== Extracted entries ==

◇ ◇ ◇ ◇

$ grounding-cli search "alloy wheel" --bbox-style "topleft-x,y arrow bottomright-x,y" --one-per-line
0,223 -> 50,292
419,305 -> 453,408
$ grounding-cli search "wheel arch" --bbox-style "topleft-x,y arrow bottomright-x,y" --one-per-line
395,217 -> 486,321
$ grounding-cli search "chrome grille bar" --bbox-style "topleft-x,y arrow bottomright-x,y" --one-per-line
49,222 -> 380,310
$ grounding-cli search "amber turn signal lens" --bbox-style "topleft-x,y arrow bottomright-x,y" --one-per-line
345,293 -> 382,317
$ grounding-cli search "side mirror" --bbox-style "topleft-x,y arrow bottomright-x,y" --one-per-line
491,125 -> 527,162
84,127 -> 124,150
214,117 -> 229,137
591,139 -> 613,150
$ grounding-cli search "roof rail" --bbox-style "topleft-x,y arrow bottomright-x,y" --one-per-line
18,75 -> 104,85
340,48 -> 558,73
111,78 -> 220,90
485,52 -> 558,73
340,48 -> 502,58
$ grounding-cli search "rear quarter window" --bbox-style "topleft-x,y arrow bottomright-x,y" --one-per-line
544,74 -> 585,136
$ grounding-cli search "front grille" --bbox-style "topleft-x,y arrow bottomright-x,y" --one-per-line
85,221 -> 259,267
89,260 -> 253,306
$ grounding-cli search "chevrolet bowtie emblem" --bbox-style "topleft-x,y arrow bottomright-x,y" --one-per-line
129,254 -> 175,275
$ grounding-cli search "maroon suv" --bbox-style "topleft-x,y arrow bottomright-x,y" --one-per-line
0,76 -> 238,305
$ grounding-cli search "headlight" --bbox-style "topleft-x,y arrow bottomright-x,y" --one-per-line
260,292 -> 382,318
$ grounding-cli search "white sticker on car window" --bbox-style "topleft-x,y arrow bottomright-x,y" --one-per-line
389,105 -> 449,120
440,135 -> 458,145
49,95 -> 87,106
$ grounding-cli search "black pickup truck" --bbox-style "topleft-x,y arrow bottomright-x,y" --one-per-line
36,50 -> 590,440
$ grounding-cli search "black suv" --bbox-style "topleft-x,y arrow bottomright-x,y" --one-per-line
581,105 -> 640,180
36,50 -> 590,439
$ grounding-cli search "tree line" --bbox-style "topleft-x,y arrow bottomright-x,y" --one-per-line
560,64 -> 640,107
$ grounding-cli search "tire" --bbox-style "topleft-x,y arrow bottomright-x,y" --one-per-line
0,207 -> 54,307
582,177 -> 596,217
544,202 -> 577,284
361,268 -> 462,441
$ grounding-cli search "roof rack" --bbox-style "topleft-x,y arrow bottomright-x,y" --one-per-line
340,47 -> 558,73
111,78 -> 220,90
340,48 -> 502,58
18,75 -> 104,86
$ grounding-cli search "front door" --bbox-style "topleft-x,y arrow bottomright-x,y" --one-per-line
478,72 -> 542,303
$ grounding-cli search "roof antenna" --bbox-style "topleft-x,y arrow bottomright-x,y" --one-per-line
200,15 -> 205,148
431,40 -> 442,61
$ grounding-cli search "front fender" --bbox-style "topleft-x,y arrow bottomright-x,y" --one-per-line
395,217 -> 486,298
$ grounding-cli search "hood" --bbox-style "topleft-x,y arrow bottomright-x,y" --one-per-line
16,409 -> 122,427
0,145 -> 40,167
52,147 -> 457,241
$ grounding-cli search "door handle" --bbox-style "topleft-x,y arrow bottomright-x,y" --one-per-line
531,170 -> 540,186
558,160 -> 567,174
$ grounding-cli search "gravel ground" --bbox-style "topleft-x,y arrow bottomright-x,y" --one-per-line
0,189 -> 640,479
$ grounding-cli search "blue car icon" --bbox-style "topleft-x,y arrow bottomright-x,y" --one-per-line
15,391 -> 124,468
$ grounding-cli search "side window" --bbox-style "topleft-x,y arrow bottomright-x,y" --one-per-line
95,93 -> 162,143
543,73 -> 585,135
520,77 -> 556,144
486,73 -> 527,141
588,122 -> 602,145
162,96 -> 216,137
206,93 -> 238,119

◇ ◇ ◇ ◇

Gather every line in the listing above that contains the string "window". The match is case-sensitive.

$ grounding-cli search "rear quarter window" --bbox-style "topleft-x,y arrow bottomright-x,y" --one-per-line
$ grounding-cli search "white sticker on car window" --bbox-style "topleft-x,y arrow bottomright-x,y" --one-per-line
$ grounding-cli search "side window" --bbox-style "topleft-x,y arrow bottomright-x,y" --one-per-line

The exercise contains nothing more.